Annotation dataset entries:
···
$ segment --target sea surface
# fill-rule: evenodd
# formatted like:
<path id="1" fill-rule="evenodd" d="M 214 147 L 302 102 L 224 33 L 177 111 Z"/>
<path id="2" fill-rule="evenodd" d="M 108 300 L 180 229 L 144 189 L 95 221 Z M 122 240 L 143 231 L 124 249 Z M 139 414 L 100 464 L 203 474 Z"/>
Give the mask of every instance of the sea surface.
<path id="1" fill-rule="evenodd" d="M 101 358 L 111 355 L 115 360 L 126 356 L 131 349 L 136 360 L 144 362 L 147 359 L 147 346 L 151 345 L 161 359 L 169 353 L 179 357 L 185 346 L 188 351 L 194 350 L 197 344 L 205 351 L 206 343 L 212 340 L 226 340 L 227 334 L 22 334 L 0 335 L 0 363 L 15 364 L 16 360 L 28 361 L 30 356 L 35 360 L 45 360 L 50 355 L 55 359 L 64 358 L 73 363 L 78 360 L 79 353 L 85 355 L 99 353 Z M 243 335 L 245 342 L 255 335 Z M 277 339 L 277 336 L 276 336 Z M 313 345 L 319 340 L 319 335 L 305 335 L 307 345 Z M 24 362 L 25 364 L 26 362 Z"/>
···
**TASK:** Reproduce these lines verbatim.

**WRITTEN ANSWER:**
$ segment --target sea surface
# fill-rule: evenodd
# formatted like:
<path id="1" fill-rule="evenodd" d="M 214 147 L 302 102 L 224 33 L 177 111 Z"/>
<path id="2" fill-rule="evenodd" d="M 108 300 L 180 229 L 144 189 L 95 221 Z M 122 240 L 143 231 L 124 249 Z M 139 414 L 100 464 L 203 474 Z"/>
Give the mask of every instance of the sea surface.
<path id="1" fill-rule="evenodd" d="M 101 358 L 111 355 L 115 360 L 126 356 L 131 349 L 136 360 L 144 362 L 147 359 L 147 346 L 151 345 L 161 359 L 169 353 L 179 357 L 185 346 L 188 351 L 194 350 L 197 344 L 205 351 L 206 343 L 212 340 L 226 340 L 227 334 L 22 334 L 0 335 L 0 363 L 15 364 L 16 360 L 28 361 L 30 356 L 35 360 L 45 360 L 50 355 L 55 359 L 64 358 L 73 363 L 78 360 L 79 353 L 85 355 L 99 353 Z M 243 335 L 245 342 L 255 335 Z M 277 339 L 277 336 L 276 336 Z M 313 345 L 319 340 L 319 335 L 305 335 L 307 345 Z M 24 362 L 25 364 L 26 362 Z"/>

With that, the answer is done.